Items from a dataset
########
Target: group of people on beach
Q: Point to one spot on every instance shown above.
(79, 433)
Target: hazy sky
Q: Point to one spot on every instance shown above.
########
• **Objective**
Reproduce each of the records above, keeping every line the same.

• **Full response**
Target: group of people on beach
Q: Point to one spot on every instance shown above.
(79, 433)
Target: hazy sky
Q: Point to one spot on every instance shown above.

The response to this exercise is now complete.